WORK TO DO:
Reproduce the following material word for word, leaving out the pictures.

STORED DATA:
— begin —

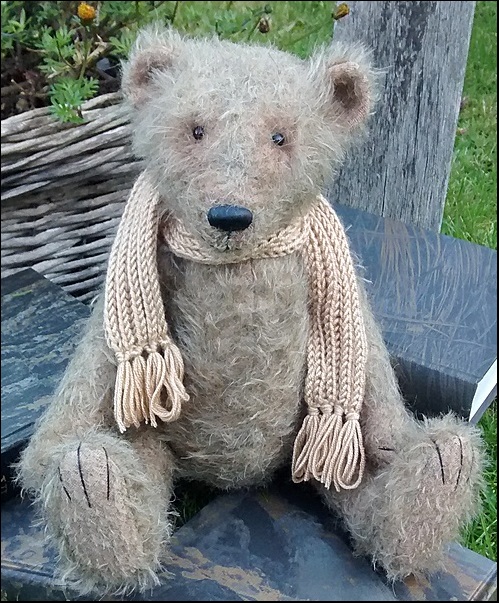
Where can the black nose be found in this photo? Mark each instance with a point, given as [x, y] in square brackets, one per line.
[230, 217]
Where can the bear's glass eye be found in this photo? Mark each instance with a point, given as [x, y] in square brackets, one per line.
[279, 139]
[198, 132]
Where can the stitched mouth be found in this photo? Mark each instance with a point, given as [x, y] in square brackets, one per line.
[228, 241]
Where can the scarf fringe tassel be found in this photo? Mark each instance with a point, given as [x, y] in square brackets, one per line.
[140, 381]
[330, 450]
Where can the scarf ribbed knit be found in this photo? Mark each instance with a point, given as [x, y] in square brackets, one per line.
[149, 381]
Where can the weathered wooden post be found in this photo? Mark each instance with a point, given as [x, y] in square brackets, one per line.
[403, 167]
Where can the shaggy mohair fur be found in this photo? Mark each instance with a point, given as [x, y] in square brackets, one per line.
[241, 328]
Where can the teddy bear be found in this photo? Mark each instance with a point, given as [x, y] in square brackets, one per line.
[234, 335]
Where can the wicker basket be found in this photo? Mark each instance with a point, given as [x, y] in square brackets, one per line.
[63, 190]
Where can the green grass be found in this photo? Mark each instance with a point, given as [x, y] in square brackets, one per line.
[470, 213]
[470, 209]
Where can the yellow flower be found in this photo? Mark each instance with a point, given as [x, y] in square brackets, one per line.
[86, 12]
[341, 11]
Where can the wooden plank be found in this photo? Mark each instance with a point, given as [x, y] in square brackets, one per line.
[401, 171]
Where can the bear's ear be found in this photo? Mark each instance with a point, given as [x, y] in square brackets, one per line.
[347, 83]
[155, 49]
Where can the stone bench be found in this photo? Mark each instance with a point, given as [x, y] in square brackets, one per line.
[268, 544]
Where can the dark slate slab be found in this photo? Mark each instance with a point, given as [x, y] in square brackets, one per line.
[277, 544]
[41, 325]
[435, 298]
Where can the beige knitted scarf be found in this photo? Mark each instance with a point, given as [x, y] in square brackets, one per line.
[149, 382]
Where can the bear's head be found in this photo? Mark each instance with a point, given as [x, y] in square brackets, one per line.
[241, 138]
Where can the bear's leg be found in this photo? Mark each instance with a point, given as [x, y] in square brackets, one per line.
[421, 482]
[103, 496]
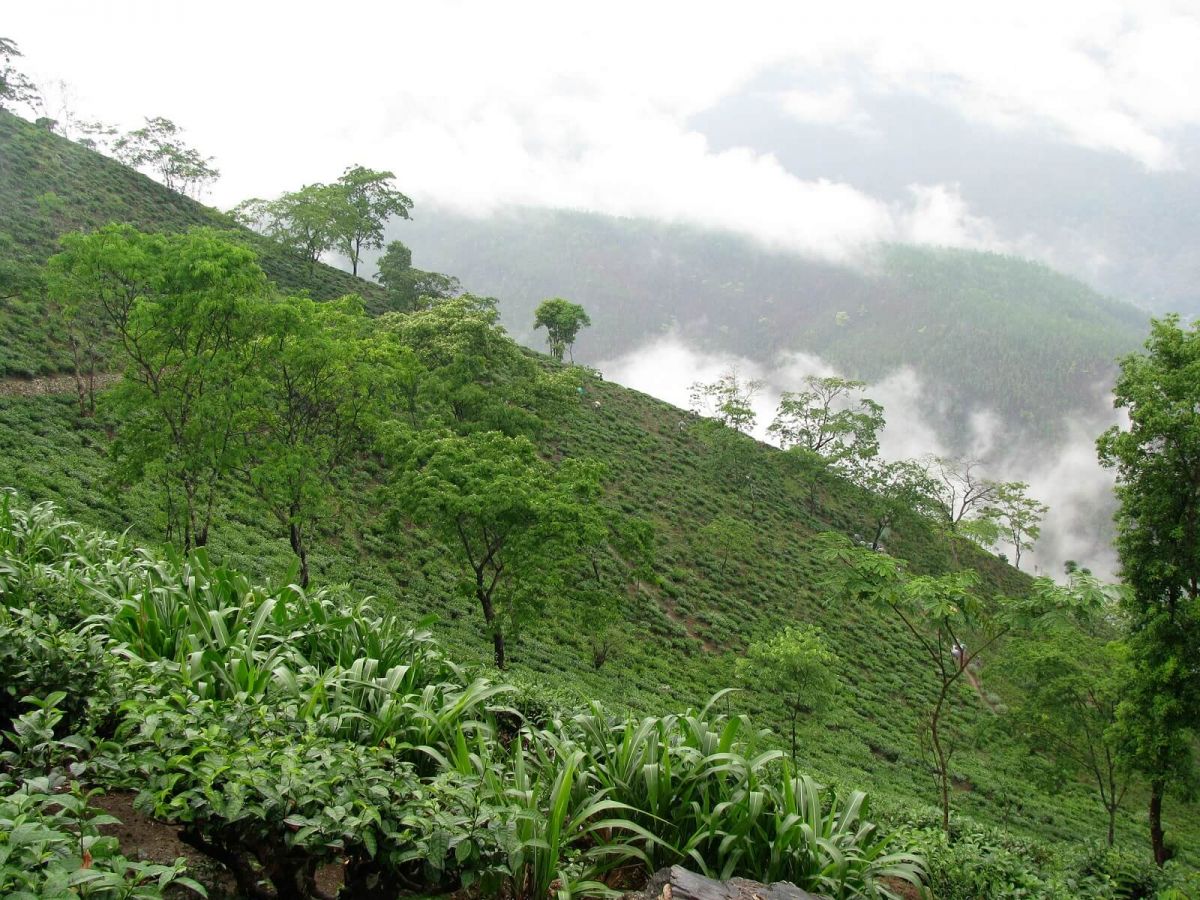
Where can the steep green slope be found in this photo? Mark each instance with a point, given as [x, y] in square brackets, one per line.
[675, 634]
[982, 329]
[49, 185]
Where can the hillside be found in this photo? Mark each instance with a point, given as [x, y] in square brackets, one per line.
[671, 636]
[49, 185]
[985, 331]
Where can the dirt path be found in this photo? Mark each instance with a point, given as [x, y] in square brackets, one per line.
[48, 385]
[978, 685]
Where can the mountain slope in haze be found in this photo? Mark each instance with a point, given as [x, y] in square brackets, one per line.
[49, 185]
[985, 331]
[673, 633]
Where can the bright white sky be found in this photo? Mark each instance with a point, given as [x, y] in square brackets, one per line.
[479, 105]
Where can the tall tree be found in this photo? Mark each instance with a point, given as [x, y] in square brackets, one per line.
[309, 407]
[963, 491]
[829, 418]
[300, 220]
[1069, 684]
[159, 147]
[520, 528]
[562, 321]
[793, 669]
[947, 617]
[16, 88]
[408, 288]
[729, 401]
[366, 199]
[1157, 461]
[179, 309]
[1018, 515]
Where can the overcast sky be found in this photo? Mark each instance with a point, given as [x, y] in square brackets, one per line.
[592, 107]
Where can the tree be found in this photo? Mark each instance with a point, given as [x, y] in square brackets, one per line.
[408, 288]
[1157, 461]
[469, 375]
[961, 490]
[792, 667]
[303, 221]
[827, 420]
[949, 622]
[16, 88]
[726, 535]
[179, 309]
[729, 401]
[1018, 515]
[895, 489]
[562, 321]
[1069, 685]
[312, 388]
[159, 147]
[365, 202]
[519, 526]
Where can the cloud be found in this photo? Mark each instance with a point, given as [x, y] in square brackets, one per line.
[475, 106]
[1065, 475]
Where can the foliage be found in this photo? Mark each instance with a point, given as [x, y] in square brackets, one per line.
[364, 202]
[520, 526]
[408, 288]
[54, 850]
[562, 321]
[159, 147]
[178, 306]
[16, 88]
[825, 419]
[401, 775]
[796, 669]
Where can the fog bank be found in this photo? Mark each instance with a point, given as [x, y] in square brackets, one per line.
[1062, 474]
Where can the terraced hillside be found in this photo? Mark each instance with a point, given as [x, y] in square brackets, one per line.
[670, 635]
[983, 330]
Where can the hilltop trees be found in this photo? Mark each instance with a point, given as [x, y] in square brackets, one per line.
[179, 307]
[301, 220]
[1018, 515]
[827, 419]
[1157, 460]
[363, 202]
[562, 321]
[348, 215]
[159, 147]
[15, 85]
[408, 288]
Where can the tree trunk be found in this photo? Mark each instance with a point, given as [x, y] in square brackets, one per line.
[943, 775]
[1157, 840]
[485, 600]
[297, 538]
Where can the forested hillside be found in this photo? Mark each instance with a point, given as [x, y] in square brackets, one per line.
[985, 331]
[647, 559]
[49, 186]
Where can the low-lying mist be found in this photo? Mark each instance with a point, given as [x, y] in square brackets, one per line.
[1063, 474]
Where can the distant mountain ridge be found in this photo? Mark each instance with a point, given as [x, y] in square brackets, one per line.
[987, 330]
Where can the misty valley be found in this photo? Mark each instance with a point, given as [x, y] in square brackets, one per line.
[617, 551]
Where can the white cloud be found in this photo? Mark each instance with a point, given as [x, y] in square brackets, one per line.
[479, 105]
[1066, 477]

— end —

FINISHED EXERCISE:
Where can the black nose be found in this photo? Mark each instance with a point, given as [x, y] in square brackets, one per line.
[230, 217]
Where can the bear's glass eye be found in this photo? Mark each instance with a point, given as [x, y] in square brackets, one per line.
[279, 139]
[198, 132]
Where can the stitched mouth be found in this photo? Mark each instance with a point, given as [x, y] in square brackets, one per line.
[228, 241]
Where can the scarf fringe tassel be found in this photo? Mark each instance with a point, given as [x, y] in square brackets, one per line.
[140, 381]
[330, 450]
Where can the scarf ribbed knit be found in this photo? Mark each instance with a point, given as [x, y] in square brackets, one per line.
[149, 381]
Where can the weathered wooden post be found in this photo? Mark each instance with a point, given as [x, y] in square brackets, one per line.
[403, 167]
Where can the shaggy mohair fur be found in this photo? Mark each instance with a point, given as [x, y] in square brackets, one per line.
[241, 328]
Where can the teddy bear be found in this photo? Mark each instance with a point, given as [x, y] in square brackets, one per line.
[234, 335]
Where can the wicker basket be found in this photo? Mark each instance with a point, given as [x, y] in square brackets, one per line.
[63, 190]
Where can the green grass be found in this photo? Mark each instance with a point, given as [x, y] in square brackets, one per line.
[470, 213]
[470, 209]
Where can the yellow flower be found in this photo? Mark each instance with a point, given as [x, y] in square brackets, one per line.
[86, 12]
[341, 11]
Where can the wooden plank be found in this photo? Mark each instance with a point, given as [x, y] in square brackets, one per line.
[401, 171]
Where can the bear's ear be found in this photo? Mark each instance with a point, given as [x, y] in square brackets, one per line.
[347, 83]
[155, 49]
Where can the stone bench be found in this photo? Mark each instance with a point, given as [x, y] in square brackets, one per line.
[268, 544]
Where can the dark slate slab be found in this photo? Mark each instance with a point, given as [x, y] in square brackets, one per line.
[277, 544]
[41, 325]
[435, 298]
Where can the beige knitted scarf be found in this photo? Mark each instance with a point, given as [x, y] in square brackets, one per line.
[149, 382]
Where can the bear's head be found in this photo? Mark each instance with a point, given as [x, y] in square brackets, one per line.
[241, 138]
Where can the bear's leg be found in this photo? Mark each instance with a point, given as [x, y] in square brackets, one per line.
[421, 482]
[103, 496]
Where can the steep green slope be found in this photo? Mark each instance with a point, given as [x, y] in square brackets, one per line.
[675, 634]
[982, 329]
[49, 185]
Where can the hillside be found in this photo? Mark each instance with a point, given as [x, y] in square brackets, one per line.
[671, 636]
[49, 185]
[985, 331]
Where can the dirt path be found in this photo? Mark each instance with a point, given as [x, y] in square brackets, one per line.
[48, 385]
[978, 685]
Where can the mountain slope in haze be found in this photo? Mark each instance with a point, given as [x, y] in square brackets, one per line.
[49, 185]
[985, 331]
[673, 633]
Where can the bright white sky be found in this photo? Mark each instance with a point, given as [x, y] in square brackets, one per line.
[479, 105]
Where can the tall tree be found in this photo? Mark each instance with a point, given as [x, y] in square brackets, one per line.
[309, 407]
[963, 491]
[829, 418]
[300, 220]
[1069, 684]
[159, 147]
[520, 528]
[562, 321]
[793, 669]
[947, 617]
[16, 88]
[408, 288]
[729, 401]
[366, 199]
[1157, 461]
[179, 309]
[1018, 515]
Where can the overcast sky be found in this photo? Mark each instance with a point, given as [x, y] in square brackets, one per line.
[592, 107]
Where can the tree be found in this photo? Mark each instance with a point, given as [x, y] in square brackets, one per line.
[408, 288]
[1157, 461]
[469, 375]
[961, 490]
[792, 667]
[303, 221]
[827, 420]
[949, 622]
[16, 88]
[726, 535]
[179, 309]
[729, 401]
[1018, 515]
[895, 489]
[562, 321]
[1069, 685]
[312, 388]
[159, 147]
[365, 202]
[519, 526]
Where can the cloud be found in this photo? Mark each instance with a point, given as [x, y] in square brackets, one per line.
[475, 106]
[1065, 475]
Where can the foliage be found in this photo? Mark each instance with a point, given as [x, y] in square brackets, one per line.
[364, 202]
[520, 526]
[408, 288]
[54, 850]
[562, 321]
[159, 147]
[178, 306]
[16, 88]
[825, 419]
[401, 775]
[796, 669]
Where can the fog bank be found in this photo? Mark each instance with a point, given as [x, y] in square brackets, one per line.
[1062, 474]
Where can the terraced hillside be found in this photo? Mark each instance with a point, given as [x, y] in square brackets, one per line.
[670, 635]
[983, 330]
Where can the hilltop trees be found in this photo? Mark each instance with a point, given as [x, y] in square brackets, one per line.
[179, 307]
[301, 220]
[1018, 515]
[827, 419]
[1157, 460]
[363, 202]
[562, 321]
[348, 215]
[159, 147]
[15, 85]
[408, 288]
Where can the tree trunk be found in this photo? Mark each instance with a point, given as [x, y] in square brackets, one per line.
[943, 775]
[1157, 840]
[485, 600]
[297, 538]
Where can the forested hillside be found in this photo? Mark each instance with a point, given as [x, y] in square brackets, one per line.
[985, 331]
[647, 559]
[49, 186]
Where can the low-lying mist be found in this photo? Mark each instance with a point, given as [x, y] in square brackets, one per line.
[1063, 474]
Where can the distant mountain ridge be found in this photo? Mark each instance with a point, given as [x, y] in square brackets, one per line.
[987, 330]
Where can the misty valley be found in this photo? Mark each instance with a point, given as [x, y] in square brackets, one per line.
[617, 551]
Where can the white cloud be found in this photo? Mark each instance with a point, given as [x, y] in square brackets, one per line.
[479, 105]
[1066, 477]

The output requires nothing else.